**INSTRUÇÕES DA TAREFA**:
Diga se cada afirmação abaixo está de acordo com o texto sobre o festival No Ar Coquetel Molotov, respondendo sim ou não e citando literalmente as palavras do texto que decidem a resposta. (a) A 17ª edição do festival foi realizada à distância. (b) A obra audiovisual do festival apresentou as performances em tempo real. (c) O festival foi o primeiro festival independente a levar o brega funk ao palco, em 2018.

**TEXTO DE LEITURA**:
Em 2021, Coquetel Molotov Está Mais ‘No Ar’ do que Nunca
“Um mergulho no digital” é a proposta da 17ª edição do No Ar Coquetel Molotov, que, como todo evento durante a pandemia do covid-19, precisou se reinventar para ser feita à distância. E “reinvenção” é mesmo a palavra chave para entender o que o tradicional festival do Recife trouxe desta vez.
Ao invés de apenas ter transmissões ao vivo por alguma plataforma, o evento promoveu rodas de discussão sobre os mais diversos assuntos pertinentes ao meio independente do qual faz parte. Além disso, sua grande atração não era um nome no line up, mas uma obra audiovisual composta pelas performances ao vivo e registros desta que é uma nova experiência de receber o conteúdo de um festival. Dividida em dois episódios, com estreias em 22 e 23 de janeiro, a obra traz Tuyo, Jup do Bairro e diversos outros nomes em performances exclusivas, mas não em tempo real.
“A Aninha nunca teve medo de arriscar”, conta Benke Ferraz (da banda Boogarins, que, além de mediar alguns painéis e se apresentar com Ava Rocha nesta edição, assina a direção artística do evento/longa) ao Música Pavê. Aninha, no caso, é Ana Garcia, fundadora do Coquetel Molotov e grande fomentadora do meio alternativo brasileiro (musical e além). “O primeiro show do Boogarins fora de Goiás foi em um evento do Coquetel”, explica ele, “então antes mesmo de ter uma relação de trabalho e pessoal com a equipe, enquanto artista eu já tinha isso”.
Ele comenta que o NACM, por exemplo, “foi o primeiro festival independente a trazer o brega funk para o palco, em 2018. É um festival que, ao mesmo tempo em que está ligado no avant garde, naquilo que é experimental, também está preocupado em ser responsável com a cena à qual fomenta e que também fomenta o festival”. Depois de trabalhar no formato de “lives” (“como um evento mesmo, com lotação de público”, como relembra Benke) no primeiro semestre, a primeira ideia era apenas crescer e realizar algo ainda maior, gratuito e transmitido pelo YouTube. “Mas a conta não fecha”, comenta ele, “não daria para pagar um cachê legal para os artistas fazendo só isso”. Foi quando o plano de gravar os shows com antecedência e exibi-los como um filme começou a tomar forma.

**DADOS FORNECIDOS**:
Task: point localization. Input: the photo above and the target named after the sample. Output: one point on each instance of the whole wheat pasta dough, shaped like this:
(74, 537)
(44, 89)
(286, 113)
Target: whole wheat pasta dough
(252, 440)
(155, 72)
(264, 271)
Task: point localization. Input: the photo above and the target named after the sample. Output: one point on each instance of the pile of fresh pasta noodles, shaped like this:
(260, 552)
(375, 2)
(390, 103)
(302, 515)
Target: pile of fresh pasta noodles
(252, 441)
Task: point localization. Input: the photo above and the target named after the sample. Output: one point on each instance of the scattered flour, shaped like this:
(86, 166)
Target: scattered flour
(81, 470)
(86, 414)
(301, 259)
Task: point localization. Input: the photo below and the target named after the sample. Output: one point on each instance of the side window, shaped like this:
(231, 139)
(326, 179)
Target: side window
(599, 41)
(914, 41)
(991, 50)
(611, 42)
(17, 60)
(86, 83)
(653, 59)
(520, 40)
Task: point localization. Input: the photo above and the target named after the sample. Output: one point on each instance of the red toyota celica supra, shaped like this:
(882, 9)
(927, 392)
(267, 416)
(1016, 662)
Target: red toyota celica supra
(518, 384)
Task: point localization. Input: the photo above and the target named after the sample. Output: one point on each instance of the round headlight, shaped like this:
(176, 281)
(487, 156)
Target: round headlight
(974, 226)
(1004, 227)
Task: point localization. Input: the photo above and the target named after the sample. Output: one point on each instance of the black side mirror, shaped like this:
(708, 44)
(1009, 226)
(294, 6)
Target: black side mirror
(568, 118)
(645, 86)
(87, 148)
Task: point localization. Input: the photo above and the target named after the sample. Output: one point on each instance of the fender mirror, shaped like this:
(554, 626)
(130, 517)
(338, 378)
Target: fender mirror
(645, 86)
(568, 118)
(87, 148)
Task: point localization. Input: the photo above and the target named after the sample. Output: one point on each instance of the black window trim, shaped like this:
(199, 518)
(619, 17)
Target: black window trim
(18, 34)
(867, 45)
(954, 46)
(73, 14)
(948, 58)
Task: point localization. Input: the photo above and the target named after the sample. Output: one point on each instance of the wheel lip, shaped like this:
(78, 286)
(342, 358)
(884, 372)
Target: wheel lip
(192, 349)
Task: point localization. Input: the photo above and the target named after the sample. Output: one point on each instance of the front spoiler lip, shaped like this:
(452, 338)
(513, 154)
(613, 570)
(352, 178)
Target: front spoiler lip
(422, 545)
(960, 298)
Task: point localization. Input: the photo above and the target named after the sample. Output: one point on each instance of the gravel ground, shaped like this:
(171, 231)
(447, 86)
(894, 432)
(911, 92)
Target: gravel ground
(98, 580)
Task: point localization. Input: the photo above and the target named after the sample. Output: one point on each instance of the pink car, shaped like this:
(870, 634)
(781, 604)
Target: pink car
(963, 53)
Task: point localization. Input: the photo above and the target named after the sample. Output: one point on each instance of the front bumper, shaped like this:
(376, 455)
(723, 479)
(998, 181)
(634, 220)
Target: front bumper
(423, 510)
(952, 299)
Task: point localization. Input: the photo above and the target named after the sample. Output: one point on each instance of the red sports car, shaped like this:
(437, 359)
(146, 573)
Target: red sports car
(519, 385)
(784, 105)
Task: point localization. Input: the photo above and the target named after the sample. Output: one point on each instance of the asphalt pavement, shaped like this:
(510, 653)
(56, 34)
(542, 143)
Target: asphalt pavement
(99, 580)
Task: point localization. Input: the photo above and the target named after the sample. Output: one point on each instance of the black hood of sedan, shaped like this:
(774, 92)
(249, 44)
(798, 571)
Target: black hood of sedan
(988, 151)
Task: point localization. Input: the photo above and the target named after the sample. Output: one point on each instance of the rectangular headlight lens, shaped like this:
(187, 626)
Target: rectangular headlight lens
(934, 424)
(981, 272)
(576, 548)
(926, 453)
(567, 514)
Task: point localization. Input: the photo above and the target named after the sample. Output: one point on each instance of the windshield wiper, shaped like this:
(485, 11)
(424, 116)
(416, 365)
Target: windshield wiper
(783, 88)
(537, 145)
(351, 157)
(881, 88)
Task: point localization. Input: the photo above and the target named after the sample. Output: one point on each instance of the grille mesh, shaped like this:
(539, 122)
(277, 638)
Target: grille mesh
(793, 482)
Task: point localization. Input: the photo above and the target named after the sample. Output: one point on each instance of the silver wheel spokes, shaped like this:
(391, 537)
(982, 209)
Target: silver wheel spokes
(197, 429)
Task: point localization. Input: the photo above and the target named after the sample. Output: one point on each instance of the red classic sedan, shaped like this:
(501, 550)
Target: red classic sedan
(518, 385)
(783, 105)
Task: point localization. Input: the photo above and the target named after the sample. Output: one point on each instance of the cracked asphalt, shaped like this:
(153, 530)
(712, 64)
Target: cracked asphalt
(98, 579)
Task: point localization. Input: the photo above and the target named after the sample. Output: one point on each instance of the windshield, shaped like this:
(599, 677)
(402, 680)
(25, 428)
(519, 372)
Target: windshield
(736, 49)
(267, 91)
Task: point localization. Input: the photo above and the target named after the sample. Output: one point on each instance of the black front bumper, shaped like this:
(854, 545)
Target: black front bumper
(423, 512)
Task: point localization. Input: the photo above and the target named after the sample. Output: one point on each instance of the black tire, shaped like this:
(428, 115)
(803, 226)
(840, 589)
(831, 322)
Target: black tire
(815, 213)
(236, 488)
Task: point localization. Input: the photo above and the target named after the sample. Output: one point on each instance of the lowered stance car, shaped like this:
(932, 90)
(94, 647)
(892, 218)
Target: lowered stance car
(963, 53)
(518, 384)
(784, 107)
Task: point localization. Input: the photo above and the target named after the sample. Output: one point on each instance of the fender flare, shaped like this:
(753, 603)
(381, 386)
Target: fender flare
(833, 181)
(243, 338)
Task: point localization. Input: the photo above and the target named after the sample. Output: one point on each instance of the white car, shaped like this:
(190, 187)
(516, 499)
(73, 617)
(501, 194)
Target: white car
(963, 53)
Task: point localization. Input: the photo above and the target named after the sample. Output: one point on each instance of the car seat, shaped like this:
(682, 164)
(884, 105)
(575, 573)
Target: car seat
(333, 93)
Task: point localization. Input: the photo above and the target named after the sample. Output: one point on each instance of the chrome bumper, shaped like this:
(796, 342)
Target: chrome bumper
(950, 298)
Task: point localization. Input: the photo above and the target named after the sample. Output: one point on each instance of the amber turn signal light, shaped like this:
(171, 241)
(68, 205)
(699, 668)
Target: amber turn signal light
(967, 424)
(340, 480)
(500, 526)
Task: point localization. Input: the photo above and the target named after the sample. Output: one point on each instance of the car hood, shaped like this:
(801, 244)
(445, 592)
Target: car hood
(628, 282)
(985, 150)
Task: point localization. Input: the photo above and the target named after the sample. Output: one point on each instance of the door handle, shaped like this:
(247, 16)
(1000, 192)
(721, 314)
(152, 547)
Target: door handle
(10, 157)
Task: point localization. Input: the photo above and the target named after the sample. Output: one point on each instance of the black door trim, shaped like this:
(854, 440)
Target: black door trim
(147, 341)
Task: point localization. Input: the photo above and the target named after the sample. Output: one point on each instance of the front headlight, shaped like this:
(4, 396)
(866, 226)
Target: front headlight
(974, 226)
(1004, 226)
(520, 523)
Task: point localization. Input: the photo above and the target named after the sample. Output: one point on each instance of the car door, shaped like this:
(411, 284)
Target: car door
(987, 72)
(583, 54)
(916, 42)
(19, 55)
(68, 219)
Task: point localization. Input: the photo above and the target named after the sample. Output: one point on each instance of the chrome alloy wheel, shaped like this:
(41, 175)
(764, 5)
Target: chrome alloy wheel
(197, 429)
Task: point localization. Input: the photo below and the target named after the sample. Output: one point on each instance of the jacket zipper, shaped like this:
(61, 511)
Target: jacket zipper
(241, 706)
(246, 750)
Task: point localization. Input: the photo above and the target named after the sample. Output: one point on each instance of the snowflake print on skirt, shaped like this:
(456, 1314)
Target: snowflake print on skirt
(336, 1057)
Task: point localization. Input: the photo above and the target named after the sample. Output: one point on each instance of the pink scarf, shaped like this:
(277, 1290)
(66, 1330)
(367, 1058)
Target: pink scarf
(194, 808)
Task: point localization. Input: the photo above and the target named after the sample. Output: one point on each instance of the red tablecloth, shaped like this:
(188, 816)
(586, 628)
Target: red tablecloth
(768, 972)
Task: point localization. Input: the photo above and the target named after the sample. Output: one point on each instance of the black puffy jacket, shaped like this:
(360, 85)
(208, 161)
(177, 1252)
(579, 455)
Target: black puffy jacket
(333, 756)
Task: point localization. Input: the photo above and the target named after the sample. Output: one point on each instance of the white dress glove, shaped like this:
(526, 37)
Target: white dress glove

**RESOLUÇÃO DA TAREFA**:
(a) Sim: "precisou se reinventar para ser feita à distância".
(b) Não: "em performances exclusivas, mas não em tempo real".
(c) Sim: "foi o primeiro festival independente a trazer o brega funk para o palco, em 2018".